What needs to be done
Set down every record below exactly as written, but leave out the pictures.

Records shown Block Start

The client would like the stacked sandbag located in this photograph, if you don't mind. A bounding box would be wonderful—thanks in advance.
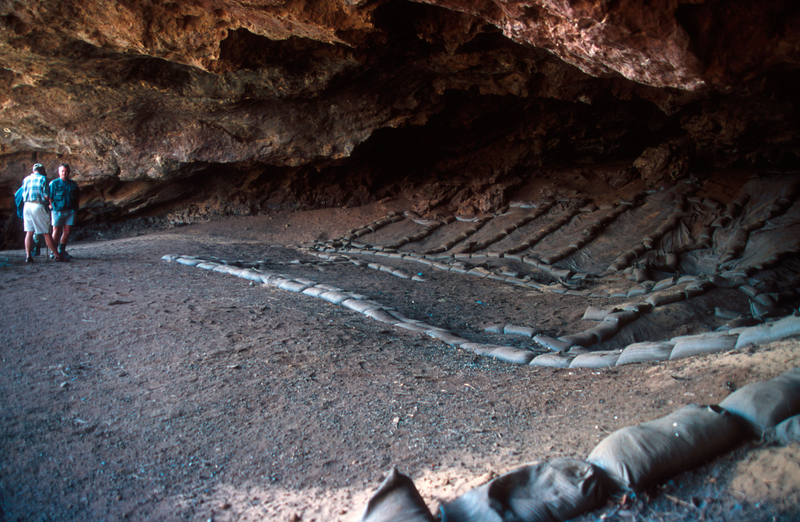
[719,367,800,437]
[359,468,436,522]
[439,459,606,522]
[587,404,743,491]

Records shown Block End

Solution to this problem
The client would like the stacked sandbag located in this photograph, if you don't mind. A bounding box would be wonderful—thanks in advance.
[719,367,800,437]
[359,468,436,522]
[439,459,606,522]
[587,404,743,491]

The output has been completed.